Input data —
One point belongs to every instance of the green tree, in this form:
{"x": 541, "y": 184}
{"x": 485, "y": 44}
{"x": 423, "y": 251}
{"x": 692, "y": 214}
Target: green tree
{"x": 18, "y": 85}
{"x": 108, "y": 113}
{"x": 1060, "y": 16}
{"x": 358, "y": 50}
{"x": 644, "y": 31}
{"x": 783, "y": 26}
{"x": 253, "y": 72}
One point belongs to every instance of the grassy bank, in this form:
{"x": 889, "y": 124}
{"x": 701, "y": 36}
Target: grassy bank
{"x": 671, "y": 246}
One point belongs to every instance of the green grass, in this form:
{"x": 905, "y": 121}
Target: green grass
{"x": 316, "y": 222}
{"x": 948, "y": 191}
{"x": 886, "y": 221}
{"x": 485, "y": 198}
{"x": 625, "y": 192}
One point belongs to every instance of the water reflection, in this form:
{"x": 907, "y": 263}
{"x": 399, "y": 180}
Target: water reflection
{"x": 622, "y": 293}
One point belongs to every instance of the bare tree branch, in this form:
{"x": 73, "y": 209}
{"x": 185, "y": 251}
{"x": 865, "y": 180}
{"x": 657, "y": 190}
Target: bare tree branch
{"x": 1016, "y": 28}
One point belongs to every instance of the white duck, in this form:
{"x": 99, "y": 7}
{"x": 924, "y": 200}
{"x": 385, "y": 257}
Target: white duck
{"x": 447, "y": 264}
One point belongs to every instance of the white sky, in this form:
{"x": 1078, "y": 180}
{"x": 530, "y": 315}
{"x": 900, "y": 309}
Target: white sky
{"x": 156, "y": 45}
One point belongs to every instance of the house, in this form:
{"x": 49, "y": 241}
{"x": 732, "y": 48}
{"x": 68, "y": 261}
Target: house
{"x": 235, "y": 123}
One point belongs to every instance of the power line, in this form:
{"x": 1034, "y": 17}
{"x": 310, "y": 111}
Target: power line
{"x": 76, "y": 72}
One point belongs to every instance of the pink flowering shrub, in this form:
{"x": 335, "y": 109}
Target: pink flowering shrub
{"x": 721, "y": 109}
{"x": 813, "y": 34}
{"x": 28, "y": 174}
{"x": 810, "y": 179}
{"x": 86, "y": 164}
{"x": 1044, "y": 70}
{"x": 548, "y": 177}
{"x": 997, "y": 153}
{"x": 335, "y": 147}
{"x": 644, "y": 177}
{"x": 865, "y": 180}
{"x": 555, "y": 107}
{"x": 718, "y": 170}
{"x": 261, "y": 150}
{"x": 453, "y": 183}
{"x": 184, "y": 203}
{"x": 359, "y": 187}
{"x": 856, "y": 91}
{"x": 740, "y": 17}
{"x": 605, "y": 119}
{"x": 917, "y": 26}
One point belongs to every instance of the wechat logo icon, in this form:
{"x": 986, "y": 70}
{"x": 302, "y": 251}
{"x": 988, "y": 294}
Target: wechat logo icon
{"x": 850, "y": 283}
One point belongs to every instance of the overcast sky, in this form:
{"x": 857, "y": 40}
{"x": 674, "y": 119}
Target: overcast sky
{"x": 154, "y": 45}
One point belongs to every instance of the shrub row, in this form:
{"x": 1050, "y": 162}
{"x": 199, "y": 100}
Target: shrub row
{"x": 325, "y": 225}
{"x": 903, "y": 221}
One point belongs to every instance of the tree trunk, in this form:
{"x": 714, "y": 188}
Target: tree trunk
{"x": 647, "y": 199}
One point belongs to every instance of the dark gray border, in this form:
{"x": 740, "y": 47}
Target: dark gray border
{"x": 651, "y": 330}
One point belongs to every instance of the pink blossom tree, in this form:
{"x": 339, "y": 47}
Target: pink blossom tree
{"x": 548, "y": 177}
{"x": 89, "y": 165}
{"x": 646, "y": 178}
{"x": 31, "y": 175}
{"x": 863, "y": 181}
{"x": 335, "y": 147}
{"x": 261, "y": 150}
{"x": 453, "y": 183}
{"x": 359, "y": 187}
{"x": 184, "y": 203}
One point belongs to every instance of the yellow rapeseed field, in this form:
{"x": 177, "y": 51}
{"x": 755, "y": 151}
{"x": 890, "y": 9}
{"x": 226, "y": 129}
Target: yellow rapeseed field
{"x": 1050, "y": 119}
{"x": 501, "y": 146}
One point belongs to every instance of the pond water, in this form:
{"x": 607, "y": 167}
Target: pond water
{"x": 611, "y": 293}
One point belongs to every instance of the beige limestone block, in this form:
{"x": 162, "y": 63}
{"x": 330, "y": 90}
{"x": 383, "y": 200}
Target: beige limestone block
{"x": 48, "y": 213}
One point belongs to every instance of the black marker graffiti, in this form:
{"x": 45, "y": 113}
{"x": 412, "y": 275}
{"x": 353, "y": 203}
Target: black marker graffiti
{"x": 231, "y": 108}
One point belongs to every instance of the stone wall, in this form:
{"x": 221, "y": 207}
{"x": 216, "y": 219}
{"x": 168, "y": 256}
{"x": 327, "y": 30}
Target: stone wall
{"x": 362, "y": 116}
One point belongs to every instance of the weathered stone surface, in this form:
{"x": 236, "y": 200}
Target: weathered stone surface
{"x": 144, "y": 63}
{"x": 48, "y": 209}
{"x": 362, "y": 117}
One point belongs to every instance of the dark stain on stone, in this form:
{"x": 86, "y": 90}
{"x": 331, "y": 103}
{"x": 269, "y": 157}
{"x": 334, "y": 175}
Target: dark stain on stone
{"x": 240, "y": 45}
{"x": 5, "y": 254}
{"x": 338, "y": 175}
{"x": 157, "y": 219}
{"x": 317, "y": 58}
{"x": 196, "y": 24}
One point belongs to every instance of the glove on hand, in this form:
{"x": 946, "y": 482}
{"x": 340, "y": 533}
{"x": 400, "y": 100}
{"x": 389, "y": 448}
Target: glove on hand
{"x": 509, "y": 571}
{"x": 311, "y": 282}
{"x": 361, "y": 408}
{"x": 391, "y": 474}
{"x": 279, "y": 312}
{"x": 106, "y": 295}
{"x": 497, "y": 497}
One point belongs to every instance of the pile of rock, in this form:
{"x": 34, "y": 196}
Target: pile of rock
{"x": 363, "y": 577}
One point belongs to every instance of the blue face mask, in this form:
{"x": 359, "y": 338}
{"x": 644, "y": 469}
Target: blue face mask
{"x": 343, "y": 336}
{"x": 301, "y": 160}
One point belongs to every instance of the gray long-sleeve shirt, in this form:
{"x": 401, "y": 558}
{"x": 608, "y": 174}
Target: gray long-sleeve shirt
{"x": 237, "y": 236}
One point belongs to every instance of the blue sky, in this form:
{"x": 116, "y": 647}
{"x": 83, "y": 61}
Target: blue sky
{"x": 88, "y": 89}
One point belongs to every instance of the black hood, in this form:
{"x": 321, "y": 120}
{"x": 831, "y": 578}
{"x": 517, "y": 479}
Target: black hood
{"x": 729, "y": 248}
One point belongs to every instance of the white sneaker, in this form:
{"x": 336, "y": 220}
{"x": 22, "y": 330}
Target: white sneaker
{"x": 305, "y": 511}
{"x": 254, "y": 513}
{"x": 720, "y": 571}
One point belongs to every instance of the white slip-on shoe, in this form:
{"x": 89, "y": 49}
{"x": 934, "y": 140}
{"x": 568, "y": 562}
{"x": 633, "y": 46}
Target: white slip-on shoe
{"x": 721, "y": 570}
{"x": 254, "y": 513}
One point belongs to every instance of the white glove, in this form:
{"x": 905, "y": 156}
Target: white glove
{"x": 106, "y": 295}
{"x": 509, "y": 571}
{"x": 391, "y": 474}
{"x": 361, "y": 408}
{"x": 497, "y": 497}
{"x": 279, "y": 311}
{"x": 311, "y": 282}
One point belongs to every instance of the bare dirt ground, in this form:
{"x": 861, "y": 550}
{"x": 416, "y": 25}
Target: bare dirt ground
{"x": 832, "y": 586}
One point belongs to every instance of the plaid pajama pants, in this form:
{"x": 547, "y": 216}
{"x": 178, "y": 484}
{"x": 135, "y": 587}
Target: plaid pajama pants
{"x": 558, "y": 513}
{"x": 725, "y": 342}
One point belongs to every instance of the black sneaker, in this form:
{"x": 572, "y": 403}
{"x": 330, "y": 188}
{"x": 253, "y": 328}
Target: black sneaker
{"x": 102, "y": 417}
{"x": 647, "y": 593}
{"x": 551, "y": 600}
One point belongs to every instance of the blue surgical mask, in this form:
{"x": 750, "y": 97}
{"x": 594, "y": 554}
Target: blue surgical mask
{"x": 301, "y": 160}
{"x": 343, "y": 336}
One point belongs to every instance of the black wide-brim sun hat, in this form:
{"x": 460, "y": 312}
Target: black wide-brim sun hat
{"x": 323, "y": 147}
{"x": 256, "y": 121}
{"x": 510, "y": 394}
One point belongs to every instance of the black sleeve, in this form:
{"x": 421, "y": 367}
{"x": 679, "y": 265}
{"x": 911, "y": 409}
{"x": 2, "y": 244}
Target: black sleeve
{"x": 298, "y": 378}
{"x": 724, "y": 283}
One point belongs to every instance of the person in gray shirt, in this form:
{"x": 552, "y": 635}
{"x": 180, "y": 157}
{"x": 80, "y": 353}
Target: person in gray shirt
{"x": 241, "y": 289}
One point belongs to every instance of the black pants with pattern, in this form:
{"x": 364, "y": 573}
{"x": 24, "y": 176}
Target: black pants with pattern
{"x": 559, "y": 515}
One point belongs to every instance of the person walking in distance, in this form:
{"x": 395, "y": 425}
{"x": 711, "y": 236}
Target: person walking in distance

Objective — Exactly as written, give the line containing "One point belongs to every instance of the black sleeve, in" and all remaining lines of the records.

Answer to this task —
One point belongs to every instance of the black sleeve, in this form:
{"x": 421, "y": 367}
{"x": 679, "y": 265}
{"x": 911, "y": 409}
{"x": 2, "y": 244}
Target: black sleeve
{"x": 298, "y": 378}
{"x": 724, "y": 283}
One point belongs to every instance of the person in gray shirt, in this form:
{"x": 552, "y": 635}
{"x": 180, "y": 157}
{"x": 80, "y": 353}
Target: person in gray shirt
{"x": 241, "y": 289}
One point belongs to every instance of the black pants with pattern, in this form:
{"x": 364, "y": 573}
{"x": 24, "y": 176}
Target: black pants with pattern
{"x": 559, "y": 515}
One point belongs to every instance of the person walking in distance, in this form:
{"x": 395, "y": 425}
{"x": 711, "y": 236}
Target: person walking in distance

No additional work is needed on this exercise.